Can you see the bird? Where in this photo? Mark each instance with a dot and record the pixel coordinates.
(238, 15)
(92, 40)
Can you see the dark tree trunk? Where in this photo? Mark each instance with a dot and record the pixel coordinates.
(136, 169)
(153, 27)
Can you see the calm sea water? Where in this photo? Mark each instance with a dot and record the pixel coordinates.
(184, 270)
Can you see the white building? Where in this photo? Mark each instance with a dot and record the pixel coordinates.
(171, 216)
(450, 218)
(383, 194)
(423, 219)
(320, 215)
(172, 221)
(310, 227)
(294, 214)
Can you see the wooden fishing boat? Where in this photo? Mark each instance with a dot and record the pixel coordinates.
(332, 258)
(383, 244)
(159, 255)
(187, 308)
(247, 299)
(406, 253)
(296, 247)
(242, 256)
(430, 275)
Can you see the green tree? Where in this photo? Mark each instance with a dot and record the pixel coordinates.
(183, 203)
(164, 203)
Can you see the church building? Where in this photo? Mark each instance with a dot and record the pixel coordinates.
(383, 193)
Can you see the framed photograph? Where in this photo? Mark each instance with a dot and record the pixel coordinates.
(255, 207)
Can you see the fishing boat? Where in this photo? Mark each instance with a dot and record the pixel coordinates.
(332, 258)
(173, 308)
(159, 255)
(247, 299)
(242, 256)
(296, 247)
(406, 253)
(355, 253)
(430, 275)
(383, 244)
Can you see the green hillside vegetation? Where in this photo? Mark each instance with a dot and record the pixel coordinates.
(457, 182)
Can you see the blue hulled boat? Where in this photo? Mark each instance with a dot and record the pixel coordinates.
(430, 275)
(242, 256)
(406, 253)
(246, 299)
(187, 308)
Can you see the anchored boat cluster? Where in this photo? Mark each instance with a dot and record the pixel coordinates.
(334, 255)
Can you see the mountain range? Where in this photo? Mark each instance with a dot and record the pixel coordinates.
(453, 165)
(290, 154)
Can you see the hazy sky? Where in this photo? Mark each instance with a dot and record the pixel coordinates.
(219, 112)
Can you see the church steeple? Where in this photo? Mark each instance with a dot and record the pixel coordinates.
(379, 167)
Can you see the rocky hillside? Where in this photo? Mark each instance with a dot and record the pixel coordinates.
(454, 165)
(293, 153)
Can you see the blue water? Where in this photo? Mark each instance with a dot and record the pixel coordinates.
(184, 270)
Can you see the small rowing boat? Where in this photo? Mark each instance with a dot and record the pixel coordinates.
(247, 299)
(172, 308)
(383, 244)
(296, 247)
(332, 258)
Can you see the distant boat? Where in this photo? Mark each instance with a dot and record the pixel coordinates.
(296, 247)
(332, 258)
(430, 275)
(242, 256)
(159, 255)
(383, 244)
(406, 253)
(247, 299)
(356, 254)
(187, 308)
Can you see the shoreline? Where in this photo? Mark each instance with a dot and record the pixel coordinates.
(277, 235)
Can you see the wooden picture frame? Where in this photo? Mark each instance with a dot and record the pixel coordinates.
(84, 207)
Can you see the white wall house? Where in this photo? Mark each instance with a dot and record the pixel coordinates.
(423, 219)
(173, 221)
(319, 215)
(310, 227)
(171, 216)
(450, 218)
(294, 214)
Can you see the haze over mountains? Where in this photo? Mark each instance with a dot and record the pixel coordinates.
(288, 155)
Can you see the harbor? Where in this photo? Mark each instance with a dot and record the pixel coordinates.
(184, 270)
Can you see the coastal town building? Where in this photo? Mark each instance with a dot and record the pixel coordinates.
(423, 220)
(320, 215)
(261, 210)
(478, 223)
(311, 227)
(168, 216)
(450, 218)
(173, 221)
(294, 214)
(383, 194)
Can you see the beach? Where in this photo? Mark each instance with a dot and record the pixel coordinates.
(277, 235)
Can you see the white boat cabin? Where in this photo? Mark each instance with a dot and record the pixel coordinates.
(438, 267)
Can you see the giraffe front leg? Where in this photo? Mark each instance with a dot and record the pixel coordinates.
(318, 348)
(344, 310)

------------

[SHORT PROBLEM] Please update the data above by changing every "pixel coordinates" to "image coordinates" and keeping all other text unchanged.

[CORRECT RESPONSE]
Can you see the bird? Where in this photo? Mark each instance with a dot and record the image coordinates.
(238, 15)
(92, 40)
Can you see the dark tree trunk? Where in this photo? Mark each instance with a dot and record the image coordinates.
(136, 169)
(153, 27)
Can you see the calm sea water? Where in this photo? Mark each instance with a dot and record the image coordinates.
(184, 270)
Can you see the white building? Where in this photo? Mark each instance with a dot and record the image coordinates.
(171, 216)
(450, 218)
(383, 194)
(423, 219)
(320, 215)
(172, 221)
(310, 227)
(294, 214)
Can you see the wooden fishing boat? Where in this photo? Mark each instance with a dot and record the image coordinates.
(332, 258)
(383, 244)
(159, 255)
(187, 308)
(247, 299)
(406, 253)
(296, 247)
(242, 256)
(430, 275)
Can you see the green tree? Where in this photo? Mark each instance with a dot and record the image coordinates.
(183, 203)
(164, 203)
Can you see the church building? Where in this photo? Mark each instance with a dot and record the image coordinates.
(383, 193)
Can you see the framed photograph? Where in this photo? Mark each instance with a dot and record the image coordinates.
(255, 207)
Can you see the fishing boat? Where in this photo? Mark each instance with a dot and record the image coordinates.
(332, 258)
(173, 308)
(159, 255)
(247, 299)
(242, 256)
(296, 247)
(406, 253)
(355, 253)
(430, 275)
(383, 244)
Can you see the green hillside vegetation? Where in this photo? Mark each instance with a dot and record the image coordinates.
(457, 182)
Can you see the blue hulled boat? Where in this photo? Mark each instance with a dot and record the image coordinates.
(430, 275)
(242, 256)
(406, 253)
(246, 299)
(187, 308)
Can you see the anchored boat cluster? Where in this photo? Mark each instance with a dot and record the image coordinates.
(334, 255)
Can you see the mountain range? Where in this photo? Mark each instance with a dot and record the image coordinates.
(453, 165)
(290, 154)
Can you see the hazy sky? Where in this photo? Mark each instance with a dot and record the image coordinates.
(219, 112)
Can you see the church steeple? Where in this photo? Mark each instance with a dot and record the image coordinates.
(379, 167)
Can you see the rocky hillside? Where in this photo? Mark each instance with a dot and record the image coordinates.
(454, 165)
(293, 153)
Can you see the blue water? Where in this photo? Mark each instance with a dot and record the image coordinates.
(184, 270)
Can you see the small rowing boat? Where in this photo? Mark each instance with a dot and record the image coordinates.
(247, 299)
(172, 308)
(383, 244)
(296, 247)
(332, 258)
Can you see the distant boat? Where in this photo? Mark each instance with a dot and record the image coordinates.
(296, 247)
(332, 258)
(430, 275)
(242, 256)
(159, 255)
(383, 244)
(406, 253)
(247, 299)
(356, 254)
(187, 308)
Can you see the shoreline? Where in this photo? Mark each instance with a dot and record the image coordinates.
(277, 235)
Can you see the wooden picture frame? Where in this photo? Mark each instance with a dot and record the image coordinates.
(84, 207)
Can you see the white wall house? Where in this photo? Mark each instance with a dot and record the image coordinates.
(423, 219)
(173, 221)
(319, 215)
(310, 227)
(171, 216)
(450, 218)
(294, 214)
Can you see the haze over mountains? Where in this photo? Mark each instance with a dot and record the image coordinates.
(288, 155)
Can you see the harbor? Where in this photo? Mark each instance with a dot and record the image coordinates.
(184, 270)
Can you see the coastal town building? Where in this photo? Mark each instance with a dot and record the image coordinates.
(423, 220)
(320, 215)
(261, 210)
(478, 223)
(311, 227)
(168, 216)
(450, 218)
(173, 221)
(294, 214)
(383, 194)
Can you see the beach? Where in this photo? Mark each instance with a dot and record the image coordinates.
(277, 235)
Can you see the white boat cabin? Where in this photo? Mark each instance with a dot and record the image coordinates.
(438, 267)
Can you see the giraffe front leg? Where in this photo? Mark each instance with a dot and record the image coordinates.
(318, 348)
(344, 310)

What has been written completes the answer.